= TASK DESCRIPTION =
Taking the listing below, restate word for word each line from the line with "target | metal caster" to the line with "sample | (87,86)", ends included, and stop there.

= RECORDS SUPPLIED =
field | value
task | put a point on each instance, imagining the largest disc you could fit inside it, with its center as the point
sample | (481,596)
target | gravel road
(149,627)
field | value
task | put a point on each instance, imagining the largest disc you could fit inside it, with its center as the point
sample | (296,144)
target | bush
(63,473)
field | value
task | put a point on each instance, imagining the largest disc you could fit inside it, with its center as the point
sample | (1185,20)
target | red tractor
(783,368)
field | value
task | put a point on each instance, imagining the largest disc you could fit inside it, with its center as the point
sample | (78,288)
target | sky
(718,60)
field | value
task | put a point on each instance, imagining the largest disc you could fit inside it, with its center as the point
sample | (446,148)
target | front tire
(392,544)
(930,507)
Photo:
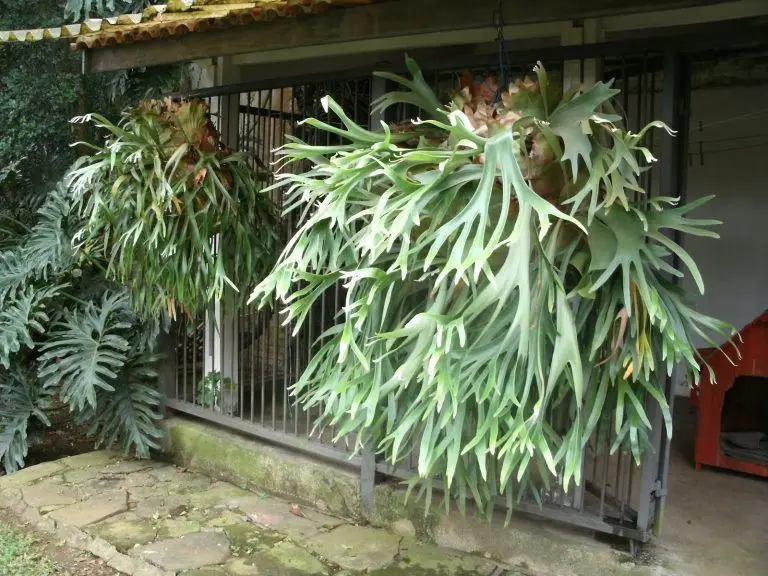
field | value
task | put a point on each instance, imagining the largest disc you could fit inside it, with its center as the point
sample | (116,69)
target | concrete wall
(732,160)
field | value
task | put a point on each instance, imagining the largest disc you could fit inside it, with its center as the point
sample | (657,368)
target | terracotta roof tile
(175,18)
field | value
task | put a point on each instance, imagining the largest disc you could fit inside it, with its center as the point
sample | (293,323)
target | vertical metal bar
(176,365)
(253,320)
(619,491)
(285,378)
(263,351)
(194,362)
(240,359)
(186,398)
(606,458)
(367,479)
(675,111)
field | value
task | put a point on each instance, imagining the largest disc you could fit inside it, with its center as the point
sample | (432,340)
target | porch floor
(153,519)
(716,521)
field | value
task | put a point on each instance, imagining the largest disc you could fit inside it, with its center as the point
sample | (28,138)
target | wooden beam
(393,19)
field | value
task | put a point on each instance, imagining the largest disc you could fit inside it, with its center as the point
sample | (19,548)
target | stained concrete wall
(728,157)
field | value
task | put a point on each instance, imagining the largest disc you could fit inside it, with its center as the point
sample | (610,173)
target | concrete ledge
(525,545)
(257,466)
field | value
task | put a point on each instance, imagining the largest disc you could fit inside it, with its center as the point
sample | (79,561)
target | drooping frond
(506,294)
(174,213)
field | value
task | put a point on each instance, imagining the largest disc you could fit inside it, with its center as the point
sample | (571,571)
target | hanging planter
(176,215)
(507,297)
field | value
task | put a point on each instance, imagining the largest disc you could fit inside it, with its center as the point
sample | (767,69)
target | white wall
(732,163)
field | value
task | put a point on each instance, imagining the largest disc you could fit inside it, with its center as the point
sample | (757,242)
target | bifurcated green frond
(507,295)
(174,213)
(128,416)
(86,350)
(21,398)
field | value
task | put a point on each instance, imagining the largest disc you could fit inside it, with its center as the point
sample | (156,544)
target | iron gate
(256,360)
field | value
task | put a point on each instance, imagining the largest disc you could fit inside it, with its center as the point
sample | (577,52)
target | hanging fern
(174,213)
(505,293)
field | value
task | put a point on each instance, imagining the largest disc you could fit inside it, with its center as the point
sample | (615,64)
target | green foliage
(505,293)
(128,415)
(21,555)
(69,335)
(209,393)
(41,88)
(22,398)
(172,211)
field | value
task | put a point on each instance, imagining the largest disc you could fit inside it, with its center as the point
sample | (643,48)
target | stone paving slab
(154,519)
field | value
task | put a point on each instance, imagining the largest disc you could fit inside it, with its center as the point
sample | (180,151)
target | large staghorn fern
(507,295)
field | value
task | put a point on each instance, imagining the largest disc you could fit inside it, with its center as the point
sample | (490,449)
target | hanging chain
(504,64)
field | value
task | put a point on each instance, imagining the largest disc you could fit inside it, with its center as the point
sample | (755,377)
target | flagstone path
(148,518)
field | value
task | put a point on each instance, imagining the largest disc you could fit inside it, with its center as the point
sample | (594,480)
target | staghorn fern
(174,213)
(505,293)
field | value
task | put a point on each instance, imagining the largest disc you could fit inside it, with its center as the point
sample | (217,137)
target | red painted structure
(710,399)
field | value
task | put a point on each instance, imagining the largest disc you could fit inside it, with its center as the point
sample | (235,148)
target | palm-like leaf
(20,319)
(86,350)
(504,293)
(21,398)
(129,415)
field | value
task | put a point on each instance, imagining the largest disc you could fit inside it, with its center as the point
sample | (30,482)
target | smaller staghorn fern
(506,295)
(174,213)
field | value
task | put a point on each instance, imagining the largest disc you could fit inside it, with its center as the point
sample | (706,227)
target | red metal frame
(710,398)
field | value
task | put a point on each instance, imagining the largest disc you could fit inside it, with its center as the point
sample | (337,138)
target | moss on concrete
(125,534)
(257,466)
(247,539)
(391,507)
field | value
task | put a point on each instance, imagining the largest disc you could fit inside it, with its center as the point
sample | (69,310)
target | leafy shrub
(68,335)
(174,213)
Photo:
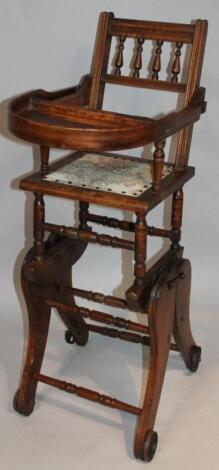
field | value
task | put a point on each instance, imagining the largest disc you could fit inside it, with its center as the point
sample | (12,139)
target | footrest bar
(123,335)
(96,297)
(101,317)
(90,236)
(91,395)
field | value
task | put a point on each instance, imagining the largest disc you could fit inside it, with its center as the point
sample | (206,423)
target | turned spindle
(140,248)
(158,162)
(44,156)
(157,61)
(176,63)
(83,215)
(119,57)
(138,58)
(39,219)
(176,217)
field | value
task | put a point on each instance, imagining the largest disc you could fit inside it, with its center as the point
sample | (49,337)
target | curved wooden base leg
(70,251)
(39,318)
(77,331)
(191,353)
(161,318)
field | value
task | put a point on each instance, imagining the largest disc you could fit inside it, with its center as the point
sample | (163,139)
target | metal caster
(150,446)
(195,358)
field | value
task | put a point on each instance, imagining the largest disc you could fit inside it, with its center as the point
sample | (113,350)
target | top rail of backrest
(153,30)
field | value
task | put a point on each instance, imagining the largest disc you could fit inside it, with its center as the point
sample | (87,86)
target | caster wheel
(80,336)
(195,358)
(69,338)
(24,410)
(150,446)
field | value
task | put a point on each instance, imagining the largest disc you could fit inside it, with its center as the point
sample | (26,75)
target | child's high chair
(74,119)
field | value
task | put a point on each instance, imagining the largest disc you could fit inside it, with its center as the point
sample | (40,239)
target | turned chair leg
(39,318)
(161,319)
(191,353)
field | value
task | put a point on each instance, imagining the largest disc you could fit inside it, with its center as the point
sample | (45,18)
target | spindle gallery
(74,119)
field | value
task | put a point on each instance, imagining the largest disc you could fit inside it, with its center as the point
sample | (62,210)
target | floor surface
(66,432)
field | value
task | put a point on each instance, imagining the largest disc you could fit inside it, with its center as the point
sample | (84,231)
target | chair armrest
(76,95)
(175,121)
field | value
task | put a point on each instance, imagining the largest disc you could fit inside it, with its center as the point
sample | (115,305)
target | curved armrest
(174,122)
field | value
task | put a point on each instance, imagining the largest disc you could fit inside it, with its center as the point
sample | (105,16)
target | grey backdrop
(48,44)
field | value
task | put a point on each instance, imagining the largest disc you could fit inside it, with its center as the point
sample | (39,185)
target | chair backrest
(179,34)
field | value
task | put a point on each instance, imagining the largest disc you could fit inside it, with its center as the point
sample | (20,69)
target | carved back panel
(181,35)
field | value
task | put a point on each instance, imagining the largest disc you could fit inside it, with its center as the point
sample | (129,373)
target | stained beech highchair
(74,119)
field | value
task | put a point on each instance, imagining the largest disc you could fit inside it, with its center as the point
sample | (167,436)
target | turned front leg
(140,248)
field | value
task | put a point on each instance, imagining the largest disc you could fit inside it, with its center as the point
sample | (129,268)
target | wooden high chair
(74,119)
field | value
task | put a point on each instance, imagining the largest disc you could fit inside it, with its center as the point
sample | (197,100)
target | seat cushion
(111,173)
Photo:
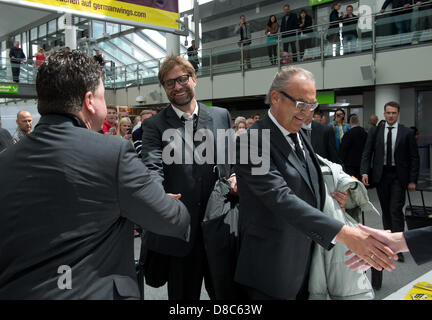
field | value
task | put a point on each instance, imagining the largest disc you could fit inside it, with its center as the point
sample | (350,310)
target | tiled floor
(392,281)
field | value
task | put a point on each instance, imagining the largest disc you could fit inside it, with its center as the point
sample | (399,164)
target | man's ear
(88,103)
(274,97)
* * *
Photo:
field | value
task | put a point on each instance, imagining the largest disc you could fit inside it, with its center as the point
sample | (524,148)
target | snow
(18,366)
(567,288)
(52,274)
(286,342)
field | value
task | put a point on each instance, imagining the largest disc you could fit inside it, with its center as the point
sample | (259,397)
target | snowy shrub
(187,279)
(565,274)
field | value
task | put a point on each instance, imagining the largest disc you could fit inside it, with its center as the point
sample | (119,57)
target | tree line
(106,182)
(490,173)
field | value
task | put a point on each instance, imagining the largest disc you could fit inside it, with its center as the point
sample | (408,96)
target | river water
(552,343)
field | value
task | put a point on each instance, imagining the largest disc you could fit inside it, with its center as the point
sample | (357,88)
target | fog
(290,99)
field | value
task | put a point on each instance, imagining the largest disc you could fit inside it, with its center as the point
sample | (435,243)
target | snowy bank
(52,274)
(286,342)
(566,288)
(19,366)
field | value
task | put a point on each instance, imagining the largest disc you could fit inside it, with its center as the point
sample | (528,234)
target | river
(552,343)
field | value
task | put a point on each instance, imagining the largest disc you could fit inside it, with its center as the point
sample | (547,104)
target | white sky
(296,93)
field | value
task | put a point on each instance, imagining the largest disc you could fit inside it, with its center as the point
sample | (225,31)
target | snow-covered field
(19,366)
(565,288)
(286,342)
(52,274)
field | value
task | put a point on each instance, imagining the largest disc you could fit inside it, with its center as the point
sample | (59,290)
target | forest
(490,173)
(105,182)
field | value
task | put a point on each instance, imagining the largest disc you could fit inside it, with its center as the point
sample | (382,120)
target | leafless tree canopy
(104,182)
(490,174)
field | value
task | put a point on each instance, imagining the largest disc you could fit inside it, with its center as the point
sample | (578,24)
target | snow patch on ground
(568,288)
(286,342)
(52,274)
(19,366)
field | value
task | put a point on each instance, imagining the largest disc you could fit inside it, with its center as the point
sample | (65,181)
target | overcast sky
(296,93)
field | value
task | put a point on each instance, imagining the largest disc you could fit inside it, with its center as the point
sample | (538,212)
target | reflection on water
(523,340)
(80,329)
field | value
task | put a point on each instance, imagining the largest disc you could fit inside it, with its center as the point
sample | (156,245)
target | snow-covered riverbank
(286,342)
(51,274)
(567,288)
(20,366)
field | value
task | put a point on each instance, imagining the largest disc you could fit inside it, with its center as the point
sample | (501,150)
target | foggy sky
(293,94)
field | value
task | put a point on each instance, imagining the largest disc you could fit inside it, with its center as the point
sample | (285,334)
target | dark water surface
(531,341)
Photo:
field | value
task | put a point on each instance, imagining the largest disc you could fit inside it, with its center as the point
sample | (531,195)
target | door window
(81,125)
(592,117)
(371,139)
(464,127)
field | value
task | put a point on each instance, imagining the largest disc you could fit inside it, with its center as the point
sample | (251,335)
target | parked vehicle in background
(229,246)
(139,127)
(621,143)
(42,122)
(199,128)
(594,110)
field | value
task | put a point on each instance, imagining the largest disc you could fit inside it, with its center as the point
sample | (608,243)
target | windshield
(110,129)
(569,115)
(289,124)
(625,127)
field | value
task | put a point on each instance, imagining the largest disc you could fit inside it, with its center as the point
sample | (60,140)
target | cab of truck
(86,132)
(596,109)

= ANSWER TO THE PROBLEM =
target | metal caster
(150,446)
(195,358)
field | value
task | put a point on each instance, imagining the largest disc you could fit inside it, with its center as the point
sample | (113,350)
target | top rail of backrest
(153,30)
field | value
task | put a point on each instance, imagining the largest disc you could fit inside it, with its center as the point
sample | (87,86)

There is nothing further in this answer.